GIVEN RECORDS>
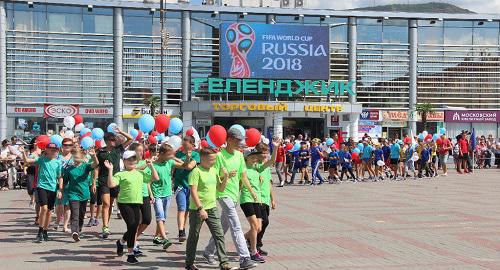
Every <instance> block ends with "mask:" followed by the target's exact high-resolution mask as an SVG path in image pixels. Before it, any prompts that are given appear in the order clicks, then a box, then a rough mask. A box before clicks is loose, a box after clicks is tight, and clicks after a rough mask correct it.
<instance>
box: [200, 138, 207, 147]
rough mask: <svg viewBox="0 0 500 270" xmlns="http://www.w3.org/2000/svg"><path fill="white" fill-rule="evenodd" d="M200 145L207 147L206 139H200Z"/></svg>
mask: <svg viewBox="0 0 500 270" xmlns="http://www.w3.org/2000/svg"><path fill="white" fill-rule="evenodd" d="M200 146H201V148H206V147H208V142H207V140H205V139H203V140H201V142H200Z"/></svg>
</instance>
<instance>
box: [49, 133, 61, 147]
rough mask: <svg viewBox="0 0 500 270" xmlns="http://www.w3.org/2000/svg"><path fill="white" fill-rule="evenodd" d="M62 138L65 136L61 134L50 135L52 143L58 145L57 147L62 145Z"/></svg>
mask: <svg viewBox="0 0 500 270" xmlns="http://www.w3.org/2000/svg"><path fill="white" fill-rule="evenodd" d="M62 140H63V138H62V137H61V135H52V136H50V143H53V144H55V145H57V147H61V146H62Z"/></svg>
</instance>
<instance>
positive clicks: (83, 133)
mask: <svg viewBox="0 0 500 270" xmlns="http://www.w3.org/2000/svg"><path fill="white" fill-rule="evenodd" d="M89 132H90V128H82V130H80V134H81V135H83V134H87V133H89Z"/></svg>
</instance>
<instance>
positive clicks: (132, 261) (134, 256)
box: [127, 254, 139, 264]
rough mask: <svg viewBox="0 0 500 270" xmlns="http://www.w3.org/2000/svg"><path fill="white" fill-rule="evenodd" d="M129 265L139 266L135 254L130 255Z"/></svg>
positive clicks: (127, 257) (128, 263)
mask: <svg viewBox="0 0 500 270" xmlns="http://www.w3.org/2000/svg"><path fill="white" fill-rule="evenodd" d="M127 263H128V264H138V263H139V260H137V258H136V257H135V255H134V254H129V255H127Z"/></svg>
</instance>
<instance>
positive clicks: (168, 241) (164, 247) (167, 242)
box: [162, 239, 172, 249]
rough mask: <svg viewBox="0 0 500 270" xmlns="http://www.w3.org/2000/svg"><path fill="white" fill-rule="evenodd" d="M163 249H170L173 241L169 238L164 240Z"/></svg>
...
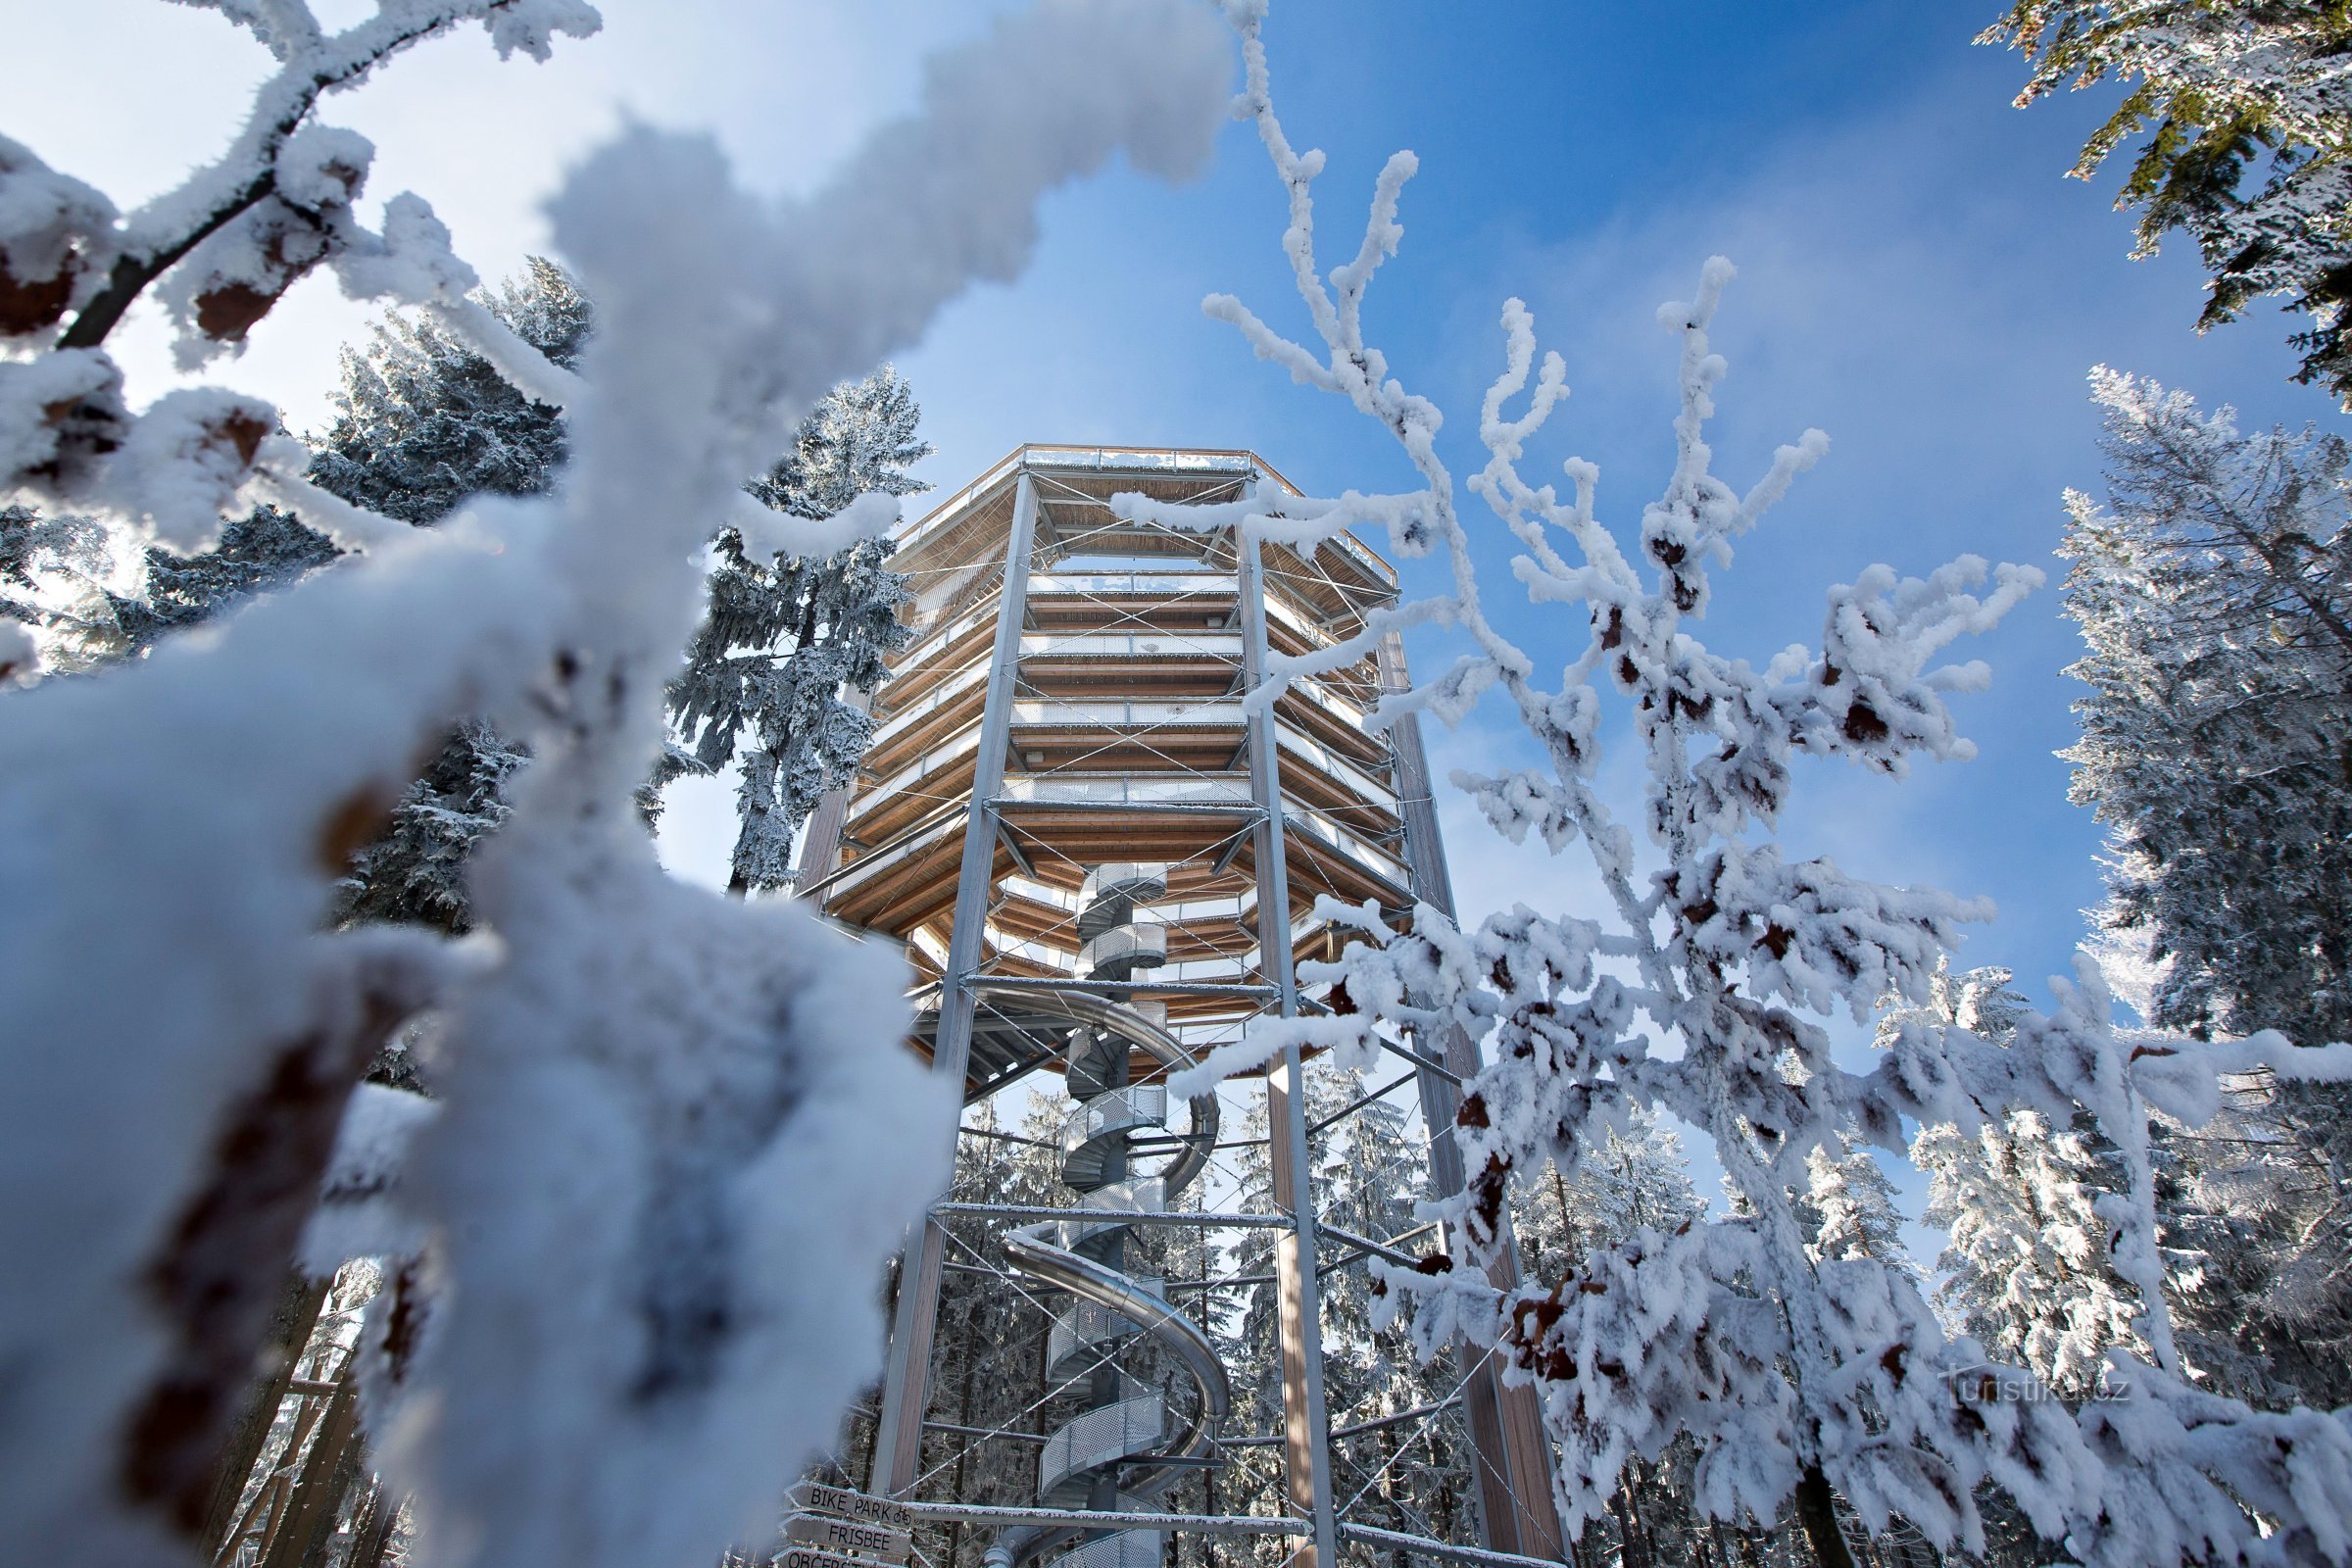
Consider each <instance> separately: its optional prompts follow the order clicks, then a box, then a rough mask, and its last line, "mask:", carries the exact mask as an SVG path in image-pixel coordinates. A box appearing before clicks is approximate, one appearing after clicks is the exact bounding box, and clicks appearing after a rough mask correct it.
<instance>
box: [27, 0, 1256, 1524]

AIM OF THE EXERCISE>
Repeat the data that opens with the line containing "Every <instance> block" and closes with the line containing "box: [127, 254, 139, 264]", both of those lines included.

SOLUTION FOR THIS EXERCISE>
Every <instance> block ends with "mask:" followed by the target's exact high-resolution mask as an SVG path in image pixels. Before it, any prompts that are given appear in the order clicks, then a box, then a rough mask. A box before clicks is loose, a box after clicks is tight, and clicks after a rough mask correct it.
<instance>
box: [200, 138, 207, 147]
rough mask: <svg viewBox="0 0 500 270" xmlns="http://www.w3.org/2000/svg"><path fill="white" fill-rule="evenodd" d="M200 145L207 147L206 139H200Z"/></svg>
mask: <svg viewBox="0 0 500 270" xmlns="http://www.w3.org/2000/svg"><path fill="white" fill-rule="evenodd" d="M200 146H201V148H206V147H208V142H207V140H205V139H203V140H201V142H200Z"/></svg>
</instance>
<instance>
box: [49, 133, 61, 147]
rough mask: <svg viewBox="0 0 500 270" xmlns="http://www.w3.org/2000/svg"><path fill="white" fill-rule="evenodd" d="M62 138L65 136L61 134L50 135L52 143L58 145L57 147L62 145Z"/></svg>
mask: <svg viewBox="0 0 500 270" xmlns="http://www.w3.org/2000/svg"><path fill="white" fill-rule="evenodd" d="M62 140H63V138H62V137H61V135H52V136H50V143H53V144H55V145H57V147H61V146H62Z"/></svg>
</instance>
<instance>
positive clicks: (83, 133)
mask: <svg viewBox="0 0 500 270" xmlns="http://www.w3.org/2000/svg"><path fill="white" fill-rule="evenodd" d="M89 132H90V128H82V130H80V134H81V135H83V134H87V133H89Z"/></svg>
</instance>
<instance>
positive clicks: (132, 261) (134, 256)
box: [127, 254, 139, 264]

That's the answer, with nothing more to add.